If a line in the records below holds the string "front", count it; give only the total.
=== Begin Enclosure ===
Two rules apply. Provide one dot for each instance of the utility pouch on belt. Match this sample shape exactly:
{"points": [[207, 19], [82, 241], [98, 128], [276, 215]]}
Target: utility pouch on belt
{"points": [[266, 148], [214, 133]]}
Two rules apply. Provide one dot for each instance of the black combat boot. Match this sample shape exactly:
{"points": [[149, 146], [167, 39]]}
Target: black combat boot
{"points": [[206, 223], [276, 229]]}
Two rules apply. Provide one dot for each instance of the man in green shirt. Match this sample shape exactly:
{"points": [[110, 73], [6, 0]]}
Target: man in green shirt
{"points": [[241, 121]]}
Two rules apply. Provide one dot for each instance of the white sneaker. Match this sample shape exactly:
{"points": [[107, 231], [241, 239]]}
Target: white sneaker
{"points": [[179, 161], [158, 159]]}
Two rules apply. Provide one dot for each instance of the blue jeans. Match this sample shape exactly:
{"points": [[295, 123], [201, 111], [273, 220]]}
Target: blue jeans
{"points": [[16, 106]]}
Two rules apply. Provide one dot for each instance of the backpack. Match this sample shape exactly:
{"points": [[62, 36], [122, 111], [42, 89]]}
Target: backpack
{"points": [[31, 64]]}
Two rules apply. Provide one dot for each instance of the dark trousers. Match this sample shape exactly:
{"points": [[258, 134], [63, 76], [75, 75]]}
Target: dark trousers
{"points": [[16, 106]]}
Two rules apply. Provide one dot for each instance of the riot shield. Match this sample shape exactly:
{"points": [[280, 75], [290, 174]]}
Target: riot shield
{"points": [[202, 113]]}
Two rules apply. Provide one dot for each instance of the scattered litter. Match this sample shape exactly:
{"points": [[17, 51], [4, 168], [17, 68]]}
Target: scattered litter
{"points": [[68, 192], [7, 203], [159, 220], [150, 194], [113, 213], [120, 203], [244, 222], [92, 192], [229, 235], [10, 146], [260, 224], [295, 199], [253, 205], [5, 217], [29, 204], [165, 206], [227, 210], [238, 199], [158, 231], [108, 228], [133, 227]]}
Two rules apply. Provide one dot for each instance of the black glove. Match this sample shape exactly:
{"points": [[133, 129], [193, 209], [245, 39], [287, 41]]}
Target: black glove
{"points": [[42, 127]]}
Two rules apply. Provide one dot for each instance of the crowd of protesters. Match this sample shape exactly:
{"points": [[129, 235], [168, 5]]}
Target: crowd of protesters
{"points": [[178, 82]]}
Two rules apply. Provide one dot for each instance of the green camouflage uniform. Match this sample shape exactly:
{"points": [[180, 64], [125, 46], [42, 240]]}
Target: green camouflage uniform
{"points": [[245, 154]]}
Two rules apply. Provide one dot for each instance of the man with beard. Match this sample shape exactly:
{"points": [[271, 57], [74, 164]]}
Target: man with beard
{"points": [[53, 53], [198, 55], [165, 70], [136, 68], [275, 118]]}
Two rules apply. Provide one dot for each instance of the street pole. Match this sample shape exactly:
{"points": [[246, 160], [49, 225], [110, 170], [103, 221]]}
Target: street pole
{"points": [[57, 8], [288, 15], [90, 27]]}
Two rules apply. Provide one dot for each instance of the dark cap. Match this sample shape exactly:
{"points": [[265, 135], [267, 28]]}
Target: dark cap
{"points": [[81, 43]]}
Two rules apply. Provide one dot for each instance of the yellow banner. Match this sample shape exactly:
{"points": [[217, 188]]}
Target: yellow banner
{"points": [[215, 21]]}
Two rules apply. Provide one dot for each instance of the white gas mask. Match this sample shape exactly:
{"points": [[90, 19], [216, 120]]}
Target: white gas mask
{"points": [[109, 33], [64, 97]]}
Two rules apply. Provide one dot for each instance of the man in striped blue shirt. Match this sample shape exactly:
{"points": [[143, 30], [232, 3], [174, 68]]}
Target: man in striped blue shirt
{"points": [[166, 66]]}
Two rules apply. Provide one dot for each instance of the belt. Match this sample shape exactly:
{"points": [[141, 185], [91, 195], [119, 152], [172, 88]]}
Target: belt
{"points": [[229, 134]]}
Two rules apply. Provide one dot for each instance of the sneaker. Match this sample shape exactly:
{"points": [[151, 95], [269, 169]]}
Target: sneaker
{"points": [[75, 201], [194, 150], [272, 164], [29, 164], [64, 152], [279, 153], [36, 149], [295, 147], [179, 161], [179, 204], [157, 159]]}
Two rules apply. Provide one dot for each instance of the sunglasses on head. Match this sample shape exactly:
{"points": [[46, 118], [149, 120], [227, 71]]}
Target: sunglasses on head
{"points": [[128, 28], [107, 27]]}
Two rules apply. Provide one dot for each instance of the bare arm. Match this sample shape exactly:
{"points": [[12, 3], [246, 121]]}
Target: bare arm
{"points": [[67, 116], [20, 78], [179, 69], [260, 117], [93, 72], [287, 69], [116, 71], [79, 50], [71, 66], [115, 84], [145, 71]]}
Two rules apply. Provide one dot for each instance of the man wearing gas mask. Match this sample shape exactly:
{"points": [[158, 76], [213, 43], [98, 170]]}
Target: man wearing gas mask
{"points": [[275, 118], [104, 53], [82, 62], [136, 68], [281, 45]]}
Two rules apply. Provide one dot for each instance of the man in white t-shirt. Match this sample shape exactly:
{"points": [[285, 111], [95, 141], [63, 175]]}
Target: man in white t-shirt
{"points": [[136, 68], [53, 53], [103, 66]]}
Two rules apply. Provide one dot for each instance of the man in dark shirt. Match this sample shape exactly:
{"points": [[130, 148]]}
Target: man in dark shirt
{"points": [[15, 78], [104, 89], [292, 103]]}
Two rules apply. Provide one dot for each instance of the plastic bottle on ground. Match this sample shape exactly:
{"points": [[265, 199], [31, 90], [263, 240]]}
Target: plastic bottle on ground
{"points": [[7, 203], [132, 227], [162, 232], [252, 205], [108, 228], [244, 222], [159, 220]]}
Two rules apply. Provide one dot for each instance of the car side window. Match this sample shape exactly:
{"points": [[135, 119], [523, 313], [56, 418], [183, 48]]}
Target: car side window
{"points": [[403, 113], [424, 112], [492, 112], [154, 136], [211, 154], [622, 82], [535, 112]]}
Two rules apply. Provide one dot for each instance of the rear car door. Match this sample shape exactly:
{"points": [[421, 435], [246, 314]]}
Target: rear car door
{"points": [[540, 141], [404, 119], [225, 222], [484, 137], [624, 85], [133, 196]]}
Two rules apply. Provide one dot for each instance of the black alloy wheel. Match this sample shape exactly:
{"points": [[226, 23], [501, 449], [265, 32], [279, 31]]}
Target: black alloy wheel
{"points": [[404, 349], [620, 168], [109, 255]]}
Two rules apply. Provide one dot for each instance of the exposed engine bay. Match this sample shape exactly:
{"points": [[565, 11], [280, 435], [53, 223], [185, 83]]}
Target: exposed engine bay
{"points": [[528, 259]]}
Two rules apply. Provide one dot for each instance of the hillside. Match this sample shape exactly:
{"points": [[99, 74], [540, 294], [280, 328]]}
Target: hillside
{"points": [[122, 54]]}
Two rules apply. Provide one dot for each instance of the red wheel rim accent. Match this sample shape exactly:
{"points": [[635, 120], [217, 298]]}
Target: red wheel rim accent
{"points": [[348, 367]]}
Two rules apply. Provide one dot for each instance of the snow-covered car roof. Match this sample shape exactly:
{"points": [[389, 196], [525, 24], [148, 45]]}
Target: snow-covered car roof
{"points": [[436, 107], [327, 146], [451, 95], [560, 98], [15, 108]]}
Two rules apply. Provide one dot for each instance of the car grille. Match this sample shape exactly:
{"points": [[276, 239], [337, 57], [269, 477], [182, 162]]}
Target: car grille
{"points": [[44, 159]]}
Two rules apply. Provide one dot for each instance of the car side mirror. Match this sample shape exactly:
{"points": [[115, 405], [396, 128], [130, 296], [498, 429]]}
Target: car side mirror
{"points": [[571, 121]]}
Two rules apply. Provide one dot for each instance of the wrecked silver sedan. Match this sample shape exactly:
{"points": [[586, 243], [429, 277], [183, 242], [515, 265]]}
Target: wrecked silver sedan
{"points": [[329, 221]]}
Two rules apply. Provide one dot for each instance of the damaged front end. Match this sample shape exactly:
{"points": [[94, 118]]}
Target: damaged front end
=== End Enclosure ===
--- Answer space ---
2